─── Отрывок ───

От комментариев на сей счет прообраз скромно воздерживался, ловко уходя от ответа. Однако не скрывал, что «в зените», то есть до болезни, вел совершенно безобразную, ненормальную жизнь. При этом откровенно сожалел: «Суета съедает мир. Не хватает воли ждать, верить…», и признавался в стихах: «А я живу, мосты, вокзалы, ипподромы промахивая так, что только свист в ушах!»
Когда у меня нет репетиций и съемок, рассказывал Филатов, я просыпаюсь довольно поздно, часто в одиннадцать. Включаю телефон, отвечаю на звонки. Обычно у меня расписана вторая половина дня. Первую стараюсь не занимать – мне надо как следует отдохнуть. Спать ложусь довольно поздно – я человек ночной. Вторая половина дня – время дел. Встречи, поездки, хлопоты, выступления. Обязанности секретаря Союза кинематографистов занимают уйму времени…
Такой вот был неумолимый скорый поезд-жизнь, следующий без всяких остановок.

───

§ **Опираясь на текст**
1 – Ответьте по отрывку на вопросы:
(a) Что, по словам прообраза, съедает мир?
(b) Во сколько Филатов часто просыпается, когда у него нет репетиций и съемок?
(c) Обязанности секретаря какой организации занимают у него уйму времени?
2 – Переведите на английский язык предложение из отрывка: «Такой вот был неумолимый скорый поезд-жизнь, следующий без всяких остановок».
Приведённые далее данные с отрывком никак не связаны.

─── Представленные данные ───

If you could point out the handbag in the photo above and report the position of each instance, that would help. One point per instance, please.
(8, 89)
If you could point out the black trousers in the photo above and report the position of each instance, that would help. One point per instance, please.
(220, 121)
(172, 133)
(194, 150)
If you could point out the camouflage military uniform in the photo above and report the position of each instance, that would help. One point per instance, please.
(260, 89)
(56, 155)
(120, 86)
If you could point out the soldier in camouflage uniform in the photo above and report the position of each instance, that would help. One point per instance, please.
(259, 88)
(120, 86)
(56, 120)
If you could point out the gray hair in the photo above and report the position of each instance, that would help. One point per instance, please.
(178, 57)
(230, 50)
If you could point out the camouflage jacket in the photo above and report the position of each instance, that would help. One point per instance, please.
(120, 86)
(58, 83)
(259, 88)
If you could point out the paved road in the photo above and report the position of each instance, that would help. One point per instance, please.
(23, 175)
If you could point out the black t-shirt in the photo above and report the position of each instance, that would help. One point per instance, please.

───

§ **Ответы к заданиям**
1 –
(a) Суета.
(b) В одиннадцать.
(c) Союза кинематографистов.

2 – Such was the relentless express train of life, running without any stops.